Scan the entries below. Report each line where the string "pixels" occurs.
= = = =
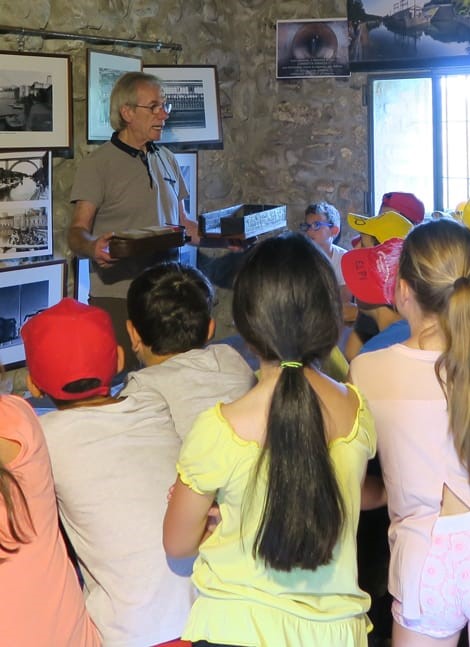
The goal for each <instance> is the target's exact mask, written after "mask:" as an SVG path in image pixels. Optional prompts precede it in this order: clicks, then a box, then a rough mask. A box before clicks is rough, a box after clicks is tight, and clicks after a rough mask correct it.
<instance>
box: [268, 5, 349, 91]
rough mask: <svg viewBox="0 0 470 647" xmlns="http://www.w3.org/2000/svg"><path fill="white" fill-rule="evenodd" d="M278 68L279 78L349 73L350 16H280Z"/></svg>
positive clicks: (278, 50) (307, 76)
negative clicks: (319, 19)
mask: <svg viewBox="0 0 470 647" xmlns="http://www.w3.org/2000/svg"><path fill="white" fill-rule="evenodd" d="M276 70H277V72H276V77H277V78H278V79H289V78H308V77H322V76H349V35H348V22H347V20H346V18H330V19H328V20H302V21H299V20H279V21H278V22H277V41H276Z"/></svg>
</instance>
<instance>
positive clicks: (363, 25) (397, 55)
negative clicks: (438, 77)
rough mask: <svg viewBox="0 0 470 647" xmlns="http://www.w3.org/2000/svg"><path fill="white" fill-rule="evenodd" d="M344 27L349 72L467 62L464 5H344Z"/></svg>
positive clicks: (384, 0)
mask: <svg viewBox="0 0 470 647" xmlns="http://www.w3.org/2000/svg"><path fill="white" fill-rule="evenodd" d="M348 23H349V33H350V45H349V57H350V61H351V68H352V69H353V70H357V71H359V70H368V69H384V68H391V67H393V68H395V69H399V68H406V67H420V66H422V67H427V66H428V65H432V64H433V63H434V64H436V65H442V64H452V63H455V62H456V61H457V60H458V58H456V57H466V61H467V62H468V56H469V54H470V7H469V6H468V3H466V2H460V1H458V2H457V1H455V0H452V1H449V2H445V3H443V2H442V1H440V0H430V1H429V2H425V1H424V0H418V1H415V0H348ZM464 60H465V59H462V62H463V61H464Z"/></svg>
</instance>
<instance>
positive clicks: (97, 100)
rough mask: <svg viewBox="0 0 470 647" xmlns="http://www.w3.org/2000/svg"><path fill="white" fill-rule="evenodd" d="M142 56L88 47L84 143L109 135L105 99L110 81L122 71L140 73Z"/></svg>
mask: <svg viewBox="0 0 470 647" xmlns="http://www.w3.org/2000/svg"><path fill="white" fill-rule="evenodd" d="M141 69H142V59H140V58H138V57H137V56H124V55H121V54H108V53H107V52H99V51H95V50H92V49H89V50H88V58H87V115H88V118H87V139H88V142H89V143H91V142H98V141H104V140H108V139H110V138H111V135H112V134H113V129H112V128H111V124H110V123H109V98H110V96H111V90H112V89H113V86H114V84H115V83H116V81H117V80H118V78H119V77H120V76H122V75H123V74H124V73H125V72H140V71H141Z"/></svg>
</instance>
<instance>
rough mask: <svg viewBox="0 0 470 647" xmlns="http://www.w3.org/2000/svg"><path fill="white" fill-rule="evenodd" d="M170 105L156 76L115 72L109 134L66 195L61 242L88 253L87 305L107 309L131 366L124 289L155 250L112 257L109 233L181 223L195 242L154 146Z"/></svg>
mask: <svg viewBox="0 0 470 647" xmlns="http://www.w3.org/2000/svg"><path fill="white" fill-rule="evenodd" d="M170 109H171V108H170V107H169V106H168V105H167V104H166V103H165V97H164V94H163V91H162V88H161V86H160V83H159V81H158V79H157V78H156V77H154V76H152V75H150V74H144V73H141V72H129V73H127V74H124V75H123V76H121V77H120V78H119V79H118V81H117V82H116V84H115V86H114V88H113V91H112V93H111V99H110V121H111V126H112V127H113V128H114V129H115V132H114V133H113V136H112V138H111V141H109V142H106V143H105V144H103V145H102V146H100V147H99V148H98V149H97V150H95V151H94V152H93V153H91V155H89V156H88V157H87V158H85V159H84V160H83V161H82V163H81V165H80V166H79V168H78V171H77V174H76V177H75V181H74V184H73V188H72V194H71V198H70V199H71V202H73V203H75V210H74V213H73V217H72V222H71V225H70V229H69V232H68V244H69V247H70V249H71V250H72V251H73V252H74V253H75V254H77V255H80V256H86V257H88V258H90V259H91V267H90V303H91V304H92V305H96V306H99V307H101V308H104V309H105V310H107V311H108V312H109V314H110V315H111V317H112V320H113V323H114V326H115V329H116V335H117V338H118V342H119V343H120V344H122V345H123V346H124V348H125V350H126V366H127V367H130V366H132V365H133V354H132V350H131V348H130V344H129V342H128V339H127V333H126V330H125V320H126V301H125V300H126V295H127V289H128V286H129V284H130V282H131V280H132V279H133V278H134V277H135V276H136V275H137V274H139V273H140V272H141V271H142V270H143V269H144V268H145V267H147V266H149V265H152V264H153V263H155V262H158V261H159V260H162V255H161V254H159V255H158V254H156V255H154V256H151V257H148V256H147V257H144V258H130V259H124V260H119V261H116V260H115V259H113V258H111V256H110V254H109V249H108V243H109V238H110V237H111V235H112V233H113V232H114V231H122V230H125V229H129V228H141V227H148V226H151V225H158V224H160V225H164V224H181V225H185V226H186V228H187V231H188V233H189V235H191V236H192V238H193V240H195V242H197V223H196V222H194V221H191V220H188V218H187V217H186V213H185V210H184V206H183V200H184V198H186V197H187V195H188V192H187V189H186V187H185V185H184V181H183V178H182V176H181V173H180V169H179V166H178V163H177V161H176V159H175V157H174V155H173V154H172V153H171V152H170V151H169V150H168V149H167V148H165V147H163V146H159V145H158V144H157V142H158V141H159V140H160V138H161V135H162V131H163V128H164V126H165V122H166V120H167V119H168V116H169V111H170Z"/></svg>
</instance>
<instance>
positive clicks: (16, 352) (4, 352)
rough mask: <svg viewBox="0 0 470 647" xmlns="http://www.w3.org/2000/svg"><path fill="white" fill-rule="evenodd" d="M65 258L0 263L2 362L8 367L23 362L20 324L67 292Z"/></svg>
mask: <svg viewBox="0 0 470 647" xmlns="http://www.w3.org/2000/svg"><path fill="white" fill-rule="evenodd" d="M66 274H67V265H66V262H65V260H53V261H46V262H44V263H32V264H30V265H16V266H14V267H13V266H11V267H0V312H1V317H0V362H1V363H2V364H3V366H5V368H16V367H18V366H21V365H22V364H23V363H24V359H25V354H24V346H23V341H22V339H21V335H20V330H21V326H22V325H23V324H24V323H25V322H26V321H28V319H30V318H31V317H33V316H34V315H35V314H37V313H38V312H42V310H45V309H46V308H49V307H50V306H53V305H55V304H56V303H58V302H59V301H60V300H61V299H62V297H63V296H64V294H65V286H66Z"/></svg>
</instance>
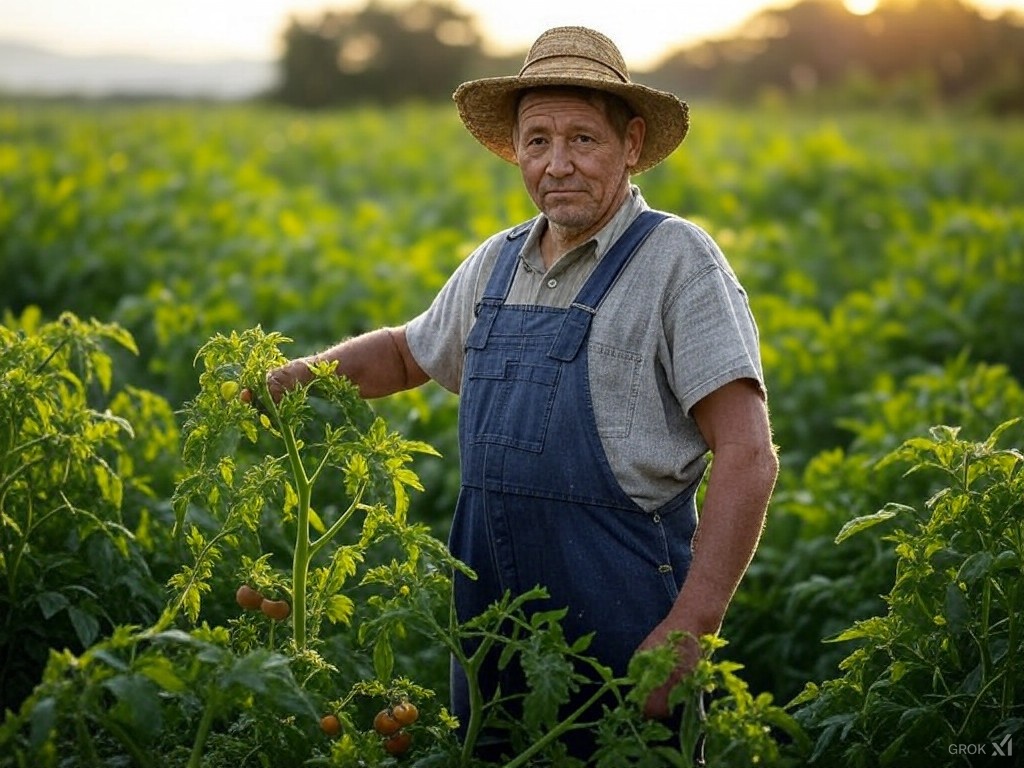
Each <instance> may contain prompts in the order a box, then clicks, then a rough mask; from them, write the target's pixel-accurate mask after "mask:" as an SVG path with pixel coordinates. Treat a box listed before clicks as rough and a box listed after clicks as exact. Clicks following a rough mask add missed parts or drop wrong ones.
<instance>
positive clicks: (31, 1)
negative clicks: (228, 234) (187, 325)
mask: <svg viewBox="0 0 1024 768" xmlns="http://www.w3.org/2000/svg"><path fill="white" fill-rule="evenodd" d="M383 1H384V2H390V3H395V2H399V3H400V2H401V0H383ZM844 1H845V2H846V4H847V6H848V8H850V9H851V10H855V11H859V12H863V11H865V10H869V9H870V7H871V6H872V5H873V4H874V0H844ZM453 2H454V4H455V5H456V6H457V7H458V8H460V9H462V10H464V11H467V12H469V13H471V14H472V15H473V16H474V17H475V18H476V19H477V25H478V29H479V31H480V32H481V34H482V35H483V37H484V38H485V39H486V40H488V41H492V42H493V43H494V46H495V48H496V49H497V50H496V52H499V51H500V52H506V51H510V50H515V51H521V50H525V49H526V48H528V46H529V44H530V43H531V42H532V41H534V39H536V38H537V36H538V35H539V34H540V33H541V32H543V31H544V30H545V29H547V28H549V27H554V26H558V25H565V24H572V25H577V24H579V25H583V26H587V27H592V28H594V29H597V30H600V31H601V32H604V33H605V34H607V35H608V36H609V37H611V38H612V39H613V40H614V41H615V42H616V44H617V45H618V47H620V49H621V50H622V52H623V55H624V57H625V58H626V61H627V65H628V66H630V67H636V68H643V67H645V66H648V65H651V63H654V62H656V60H657V58H658V57H659V56H660V55H663V54H664V53H665V52H667V51H669V50H672V49H674V48H677V47H680V46H682V45H685V44H688V43H692V42H694V41H696V40H699V39H702V38H709V37H716V36H721V35H725V34H728V33H729V32H730V31H731V30H733V29H734V28H735V27H736V26H738V25H739V24H741V23H742V22H743V20H745V19H746V18H748V17H750V16H751V15H753V14H754V13H756V12H757V11H758V10H761V9H763V8H765V7H778V6H784V5H792V4H793V2H794V0H609V2H605V3H601V2H599V0H586V1H584V0H453ZM974 4H975V5H977V6H980V7H982V8H984V9H991V10H993V11H998V10H1000V9H1007V8H1016V9H1019V10H1021V11H1022V12H1024V0H1017V1H1016V2H1011V1H1010V0H974ZM365 5H366V0H159V1H157V2H154V1H153V0H94V1H92V2H90V0H0V39H5V38H6V39H14V40H18V41H22V42H29V43H37V44H40V45H43V46H45V47H48V48H51V49H53V50H57V51H59V52H63V53H90V54H92V53H148V54H152V55H155V56H159V57H169V58H177V59H183V60H197V59H209V58H218V57H241V58H252V59H273V58H275V57H276V56H278V53H279V45H280V39H281V32H282V30H283V28H284V26H285V24H286V23H287V19H288V17H289V16H290V15H291V14H299V15H318V14H319V13H321V12H322V11H323V10H324V9H325V8H335V9H340V8H345V7H355V8H358V7H364V6H365ZM598 6H601V7H598Z"/></svg>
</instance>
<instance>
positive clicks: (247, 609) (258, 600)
mask: <svg viewBox="0 0 1024 768" xmlns="http://www.w3.org/2000/svg"><path fill="white" fill-rule="evenodd" d="M234 601H236V602H237V603H238V604H239V605H240V606H241V607H243V608H245V609H246V610H259V608H260V605H261V604H262V602H263V596H262V595H261V594H260V593H259V592H257V591H256V590H254V589H253V588H252V587H250V586H249V585H248V584H243V585H242V586H241V587H239V591H238V592H236V593H234Z"/></svg>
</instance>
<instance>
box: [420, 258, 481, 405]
mask: <svg viewBox="0 0 1024 768" xmlns="http://www.w3.org/2000/svg"><path fill="white" fill-rule="evenodd" d="M493 240H494V239H492V240H490V241H487V242H486V243H484V244H483V245H481V246H480V247H479V248H477V249H476V251H474V252H473V253H472V254H470V255H469V257H467V258H466V260H465V261H463V262H462V264H460V265H459V267H458V268H457V269H456V270H455V271H454V272H453V273H452V276H451V278H449V280H447V282H446V283H445V284H444V286H443V287H442V288H441V290H440V291H439V292H438V294H437V295H436V296H435V297H434V300H433V301H432V302H431V304H430V306H429V307H428V308H427V310H426V311H424V312H423V313H422V314H419V315H417V316H416V317H414V318H413V319H412V321H410V322H409V323H408V324H407V325H406V338H407V341H408V342H409V349H410V351H411V352H412V353H413V357H414V358H415V359H416V361H417V362H418V364H419V366H420V368H422V369H423V370H424V371H425V372H426V373H427V375H429V376H430V378H431V379H433V380H434V381H436V382H437V383H438V384H440V385H441V386H442V387H444V388H445V389H447V390H449V391H451V392H456V393H458V392H459V389H460V386H461V384H462V368H463V357H464V355H465V344H466V337H467V336H468V335H469V331H470V329H471V328H472V325H473V321H474V319H475V306H476V301H477V296H478V295H479V293H480V290H481V289H482V283H481V281H482V280H484V279H485V275H484V274H483V271H482V270H483V264H484V262H485V260H486V255H487V253H488V246H489V245H490V243H492V241H493Z"/></svg>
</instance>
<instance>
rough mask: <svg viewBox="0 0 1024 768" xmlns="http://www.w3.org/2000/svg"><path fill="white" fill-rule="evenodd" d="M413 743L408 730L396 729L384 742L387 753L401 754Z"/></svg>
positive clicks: (412, 735) (398, 754)
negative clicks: (390, 735)
mask: <svg viewBox="0 0 1024 768" xmlns="http://www.w3.org/2000/svg"><path fill="white" fill-rule="evenodd" d="M411 743H413V734H412V733H410V732H409V731H398V732H397V733H395V734H394V735H393V736H391V737H390V738H388V739H387V741H385V742H384V749H385V750H386V751H387V754H388V755H403V754H404V753H406V752H408V751H409V745H410V744H411Z"/></svg>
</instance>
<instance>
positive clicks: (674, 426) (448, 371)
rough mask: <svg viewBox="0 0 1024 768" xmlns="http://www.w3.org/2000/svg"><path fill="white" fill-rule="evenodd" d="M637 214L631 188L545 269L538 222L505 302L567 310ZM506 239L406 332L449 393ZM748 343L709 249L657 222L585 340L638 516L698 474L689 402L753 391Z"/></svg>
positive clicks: (673, 219) (671, 220)
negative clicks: (740, 381)
mask: <svg viewBox="0 0 1024 768" xmlns="http://www.w3.org/2000/svg"><path fill="white" fill-rule="evenodd" d="M647 209H648V206H647V204H646V202H645V201H644V199H643V197H642V196H641V194H640V190H639V189H638V188H637V187H636V186H634V187H632V195H630V196H628V198H627V200H626V202H625V203H624V204H623V206H622V208H621V209H620V210H618V212H617V213H616V214H615V216H614V217H613V218H612V219H611V221H609V222H608V224H607V225H605V227H604V228H603V229H601V231H599V232H598V233H597V234H596V236H595V237H594V238H593V239H592V240H591V241H589V242H587V243H585V244H583V245H581V246H580V247H578V248H575V249H574V250H572V251H570V252H569V253H566V254H565V255H563V256H562V257H561V258H560V259H558V260H557V261H556V262H555V263H554V264H553V265H552V266H551V268H550V269H545V267H544V262H543V259H542V257H541V249H540V238H541V233H542V232H543V231H544V227H545V226H546V225H547V223H546V221H545V220H544V217H543V216H542V217H540V219H539V220H538V222H537V223H536V224H535V225H534V227H532V229H531V230H530V232H529V234H528V236H527V237H526V241H525V244H524V246H523V250H522V254H521V255H520V267H519V268H518V269H516V273H515V278H514V279H513V283H512V288H511V291H510V293H509V296H508V298H507V299H506V301H507V302H508V303H510V304H540V305H545V306H556V307H567V306H569V304H570V303H571V302H572V299H573V298H574V297H575V295H577V293H578V292H579V290H580V289H581V288H582V287H583V285H584V283H585V282H586V280H587V278H588V276H590V273H591V272H592V271H593V269H594V266H595V265H596V264H597V262H598V260H599V259H600V258H601V257H602V256H603V255H604V254H605V253H606V252H607V250H608V248H610V246H611V245H612V244H613V243H614V242H615V240H617V239H618V237H620V236H621V234H622V233H623V232H624V231H625V230H626V228H627V227H628V226H629V224H630V223H631V222H632V221H633V219H634V218H636V216H637V215H639V214H640V212H641V211H644V210H647ZM507 231H508V230H506V231H505V232H499V233H498V234H496V236H494V237H492V238H489V239H488V240H486V241H485V242H484V243H483V244H482V245H480V246H479V247H478V248H477V249H476V250H475V251H474V252H473V253H472V254H470V256H469V257H468V258H467V259H466V260H465V261H464V262H463V263H462V264H461V265H460V266H459V267H458V268H457V269H456V271H455V272H454V273H453V275H452V278H451V279H450V280H449V282H447V283H446V284H445V285H444V287H443V288H442V289H441V291H440V293H438V295H437V296H436V298H435V299H434V301H433V303H432V304H431V305H430V307H429V308H428V309H427V310H426V311H425V312H424V313H423V314H421V315H419V316H417V317H416V318H415V319H413V321H411V322H410V323H409V325H408V326H407V329H406V330H407V337H408V339H409V345H410V349H411V351H412V353H413V356H414V357H415V358H416V361H417V362H418V364H419V365H420V367H421V368H422V369H423V370H424V371H425V372H426V373H427V374H429V375H430V377H431V378H432V379H434V380H435V381H437V382H438V383H439V384H440V385H441V386H443V387H444V388H445V389H449V390H451V391H453V392H458V391H459V387H460V385H461V383H462V369H463V359H464V354H465V341H466V337H467V335H468V334H469V331H470V328H472V326H473V322H474V321H475V315H474V307H475V306H476V304H477V302H478V301H479V299H480V297H481V296H482V295H483V290H484V288H485V287H486V284H487V279H488V278H489V276H490V272H492V270H493V268H494V265H495V260H496V257H497V256H498V254H499V252H500V250H501V247H502V244H503V242H504V240H505V237H504V236H505V233H506V232H507ZM758 343H759V342H758V331H757V326H756V325H755V322H754V317H753V315H752V314H751V310H750V304H749V302H748V298H746V294H745V292H744V291H743V289H742V287H741V286H740V285H739V282H738V280H737V279H736V275H735V274H734V273H733V270H732V268H731V267H730V266H729V264H728V262H727V261H726V259H725V257H724V256H723V255H722V252H721V250H720V249H719V248H718V246H717V245H716V244H715V242H714V241H713V240H712V239H711V237H710V236H709V234H708V233H707V232H706V231H705V230H703V229H701V228H700V227H699V226H697V225H696V224H694V223H692V222H690V221H687V220H685V219H682V218H679V217H675V216H673V217H670V218H669V219H667V220H666V221H664V222H662V223H660V224H659V225H658V226H657V227H656V228H655V229H654V231H653V232H651V234H650V236H649V237H648V238H647V240H646V241H645V242H644V244H643V245H642V246H641V247H640V249H639V250H638V251H637V253H636V254H635V255H634V256H633V260H632V261H631V262H630V264H629V265H628V266H627V267H626V269H625V270H624V271H623V273H622V274H621V275H620V276H618V280H617V281H616V283H615V285H613V286H612V287H611V290H610V291H609V292H608V294H607V296H606V297H605V299H604V301H603V302H602V304H601V305H600V306H599V307H598V310H597V314H596V315H594V321H593V323H592V326H591V332H590V338H589V341H588V351H589V355H590V361H591V366H590V386H591V391H592V393H593V398H594V413H595V419H596V421H597V425H598V433H599V435H600V437H601V443H602V445H603V446H604V451H605V454H606V455H607V458H608V462H609V464H610V465H611V468H612V471H613V472H614V474H615V477H616V478H617V480H618V482H620V484H621V485H622V487H623V489H624V490H625V492H626V493H627V494H628V495H629V496H630V497H631V498H632V499H633V500H634V501H636V503H637V504H638V505H639V506H640V507H641V508H643V509H645V510H648V511H651V510H654V509H657V508H658V507H660V506H662V505H664V504H665V503H666V502H668V501H670V500H671V499H672V498H674V497H675V496H676V495H678V494H679V493H680V492H681V490H683V489H684V488H685V487H687V486H688V485H690V484H691V483H692V482H694V481H695V480H696V479H697V478H698V477H699V476H700V475H701V474H702V473H703V470H705V468H706V466H707V461H706V455H707V453H708V444H707V443H706V442H705V440H703V438H702V437H701V435H700V432H699V431H698V429H697V426H696V422H695V421H693V419H692V418H691V417H690V409H692V408H693V406H694V403H696V402H697V401H698V400H700V399H701V398H702V397H705V396H706V395H708V394H710V393H711V392H713V391H714V390H715V389H717V388H718V387H721V386H722V385H724V384H727V383H729V382H730V381H734V380H737V379H744V378H748V379H753V380H755V381H756V382H758V383H759V385H760V386H761V387H762V389H763V388H764V383H763V375H762V371H761V357H760V351H759V347H758ZM498 407H500V406H498Z"/></svg>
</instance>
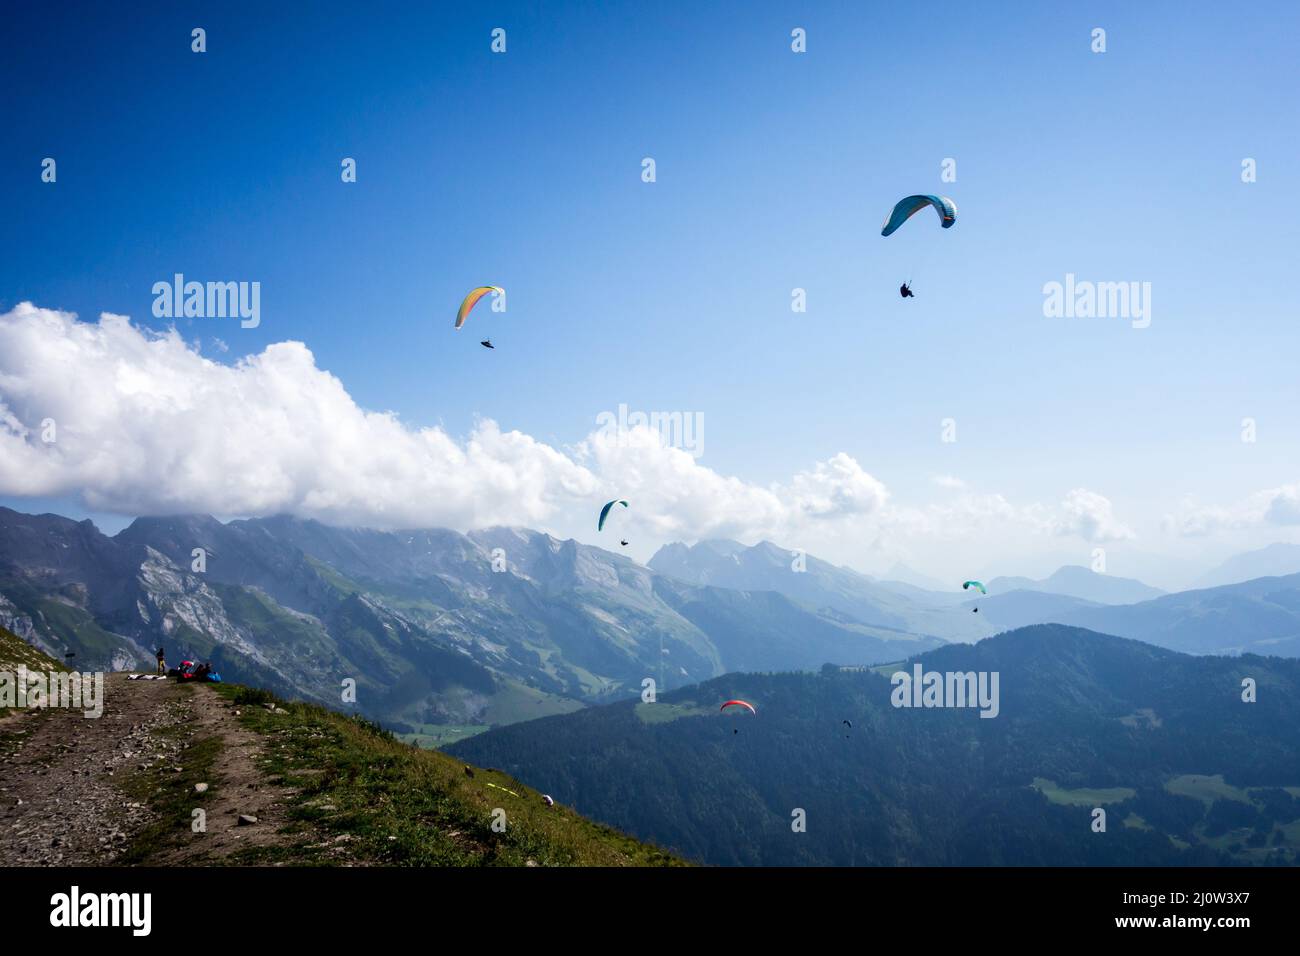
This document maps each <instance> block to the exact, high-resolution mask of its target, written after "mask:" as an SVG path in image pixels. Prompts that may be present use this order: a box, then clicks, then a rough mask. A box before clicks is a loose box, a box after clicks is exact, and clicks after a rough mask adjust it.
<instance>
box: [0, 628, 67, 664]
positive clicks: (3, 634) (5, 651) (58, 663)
mask: <svg viewBox="0 0 1300 956" xmlns="http://www.w3.org/2000/svg"><path fill="white" fill-rule="evenodd" d="M19 666H26V667H27V670H39V671H49V670H55V671H62V670H68V669H66V667H64V665H62V663H61V662H59V661H56V659H55V658H52V657H49V656H48V654H45V653H43V652H40V650H36V649H35V648H34V646H31V645H30V644H27V641H25V640H23V639H22V637H19V636H18V635H16V633H13V632H12V631H6V630H5V628H3V627H0V670H3V671H16V670H18V667H19Z"/></svg>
= = = =
■ **TASK RESULT**:
The goal for each <instance> is the target's exact mask, written after "mask:" as an SVG path in image pixels. Optional prompts precede it in this order: clicks, then a box, then a rough mask. A box before clicks is rough, a box after clicks is tight, and clicks after a rough mask correct it.
This document maps each <instance> block to the exact, high-resolution mask of its target, written after "mask:" as an SVG path in image pixels. Prompts that may be present use this order: a box, then clicks, then a rough mask. A box before clicks is a loose box, a box after clicks is exact, and clicks after a rough mask adjust it.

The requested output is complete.